Problem requirements: Please collect every line in the items below that contains the string "lamp".

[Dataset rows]
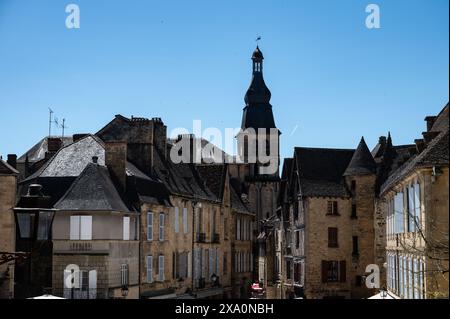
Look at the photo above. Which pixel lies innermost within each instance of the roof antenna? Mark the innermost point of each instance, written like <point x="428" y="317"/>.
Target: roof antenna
<point x="50" y="121"/>
<point x="257" y="40"/>
<point x="63" y="127"/>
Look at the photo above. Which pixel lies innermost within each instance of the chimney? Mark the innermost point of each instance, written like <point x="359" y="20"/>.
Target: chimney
<point x="429" y="136"/>
<point x="430" y="121"/>
<point x="420" y="145"/>
<point x="159" y="137"/>
<point x="77" y="137"/>
<point x="12" y="160"/>
<point x="53" y="144"/>
<point x="115" y="160"/>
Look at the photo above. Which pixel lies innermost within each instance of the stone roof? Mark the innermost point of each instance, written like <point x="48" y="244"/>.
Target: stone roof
<point x="37" y="152"/>
<point x="362" y="162"/>
<point x="214" y="176"/>
<point x="6" y="169"/>
<point x="436" y="153"/>
<point x="93" y="190"/>
<point x="321" y="171"/>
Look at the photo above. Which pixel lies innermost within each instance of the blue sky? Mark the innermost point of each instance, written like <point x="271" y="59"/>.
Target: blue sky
<point x="330" y="76"/>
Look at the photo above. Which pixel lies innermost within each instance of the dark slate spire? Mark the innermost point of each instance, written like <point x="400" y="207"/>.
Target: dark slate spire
<point x="362" y="162"/>
<point x="258" y="111"/>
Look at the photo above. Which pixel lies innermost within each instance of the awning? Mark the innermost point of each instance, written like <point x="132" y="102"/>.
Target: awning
<point x="209" y="293"/>
<point x="387" y="296"/>
<point x="46" y="297"/>
<point x="159" y="294"/>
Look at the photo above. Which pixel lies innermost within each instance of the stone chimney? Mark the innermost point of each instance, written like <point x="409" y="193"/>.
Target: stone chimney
<point x="420" y="145"/>
<point x="53" y="144"/>
<point x="116" y="160"/>
<point x="77" y="137"/>
<point x="159" y="136"/>
<point x="430" y="121"/>
<point x="12" y="160"/>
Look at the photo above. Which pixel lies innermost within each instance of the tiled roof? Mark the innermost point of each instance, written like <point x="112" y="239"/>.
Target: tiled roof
<point x="214" y="176"/>
<point x="321" y="171"/>
<point x="6" y="169"/>
<point x="435" y="154"/>
<point x="37" y="152"/>
<point x="93" y="190"/>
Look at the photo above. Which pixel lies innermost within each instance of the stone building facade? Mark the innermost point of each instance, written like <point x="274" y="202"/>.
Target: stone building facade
<point x="416" y="206"/>
<point x="8" y="188"/>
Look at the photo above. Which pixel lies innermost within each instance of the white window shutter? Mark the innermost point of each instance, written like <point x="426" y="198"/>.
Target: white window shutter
<point x="185" y="220"/>
<point x="149" y="269"/>
<point x="93" y="284"/>
<point x="177" y="220"/>
<point x="74" y="227"/>
<point x="86" y="228"/>
<point x="126" y="228"/>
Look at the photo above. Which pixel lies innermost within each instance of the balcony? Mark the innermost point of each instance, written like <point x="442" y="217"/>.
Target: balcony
<point x="200" y="237"/>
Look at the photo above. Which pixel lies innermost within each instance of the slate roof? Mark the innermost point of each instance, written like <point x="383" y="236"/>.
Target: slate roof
<point x="71" y="160"/>
<point x="93" y="190"/>
<point x="436" y="152"/>
<point x="214" y="176"/>
<point x="321" y="171"/>
<point x="6" y="169"/>
<point x="37" y="152"/>
<point x="362" y="162"/>
<point x="181" y="179"/>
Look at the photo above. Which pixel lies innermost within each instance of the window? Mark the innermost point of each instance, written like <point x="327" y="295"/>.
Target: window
<point x="355" y="246"/>
<point x="126" y="228"/>
<point x="333" y="271"/>
<point x="161" y="268"/>
<point x="398" y="213"/>
<point x="238" y="229"/>
<point x="288" y="269"/>
<point x="149" y="269"/>
<point x="225" y="263"/>
<point x="161" y="226"/>
<point x="177" y="220"/>
<point x="185" y="221"/>
<point x="354" y="216"/>
<point x="417" y="204"/>
<point x="124" y="275"/>
<point x="80" y="227"/>
<point x="149" y="226"/>
<point x="332" y="237"/>
<point x="332" y="208"/>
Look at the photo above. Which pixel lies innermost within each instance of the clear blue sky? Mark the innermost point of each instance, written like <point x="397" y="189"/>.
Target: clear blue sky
<point x="329" y="75"/>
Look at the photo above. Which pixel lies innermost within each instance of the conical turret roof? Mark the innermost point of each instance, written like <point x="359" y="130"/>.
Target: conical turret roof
<point x="362" y="162"/>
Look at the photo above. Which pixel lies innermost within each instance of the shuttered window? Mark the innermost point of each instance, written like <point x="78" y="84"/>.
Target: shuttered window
<point x="161" y="268"/>
<point x="149" y="269"/>
<point x="177" y="220"/>
<point x="185" y="220"/>
<point x="161" y="226"/>
<point x="332" y="237"/>
<point x="149" y="226"/>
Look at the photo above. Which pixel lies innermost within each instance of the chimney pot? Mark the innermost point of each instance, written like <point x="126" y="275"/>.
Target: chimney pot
<point x="12" y="160"/>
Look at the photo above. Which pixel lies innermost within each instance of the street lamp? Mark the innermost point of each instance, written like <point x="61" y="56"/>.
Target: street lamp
<point x="383" y="293"/>
<point x="124" y="291"/>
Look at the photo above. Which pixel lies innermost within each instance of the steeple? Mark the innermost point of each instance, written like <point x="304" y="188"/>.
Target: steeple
<point x="258" y="111"/>
<point x="362" y="162"/>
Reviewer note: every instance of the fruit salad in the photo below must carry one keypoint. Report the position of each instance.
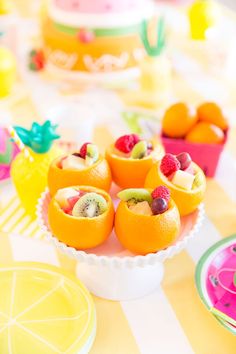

Solution to this exercise:
Look at the photo above. Which pixel lies innermost within each instance of the street lamp? Mark the innermost point of each instance, written like <point x="61" y="56"/>.
Target: street lamp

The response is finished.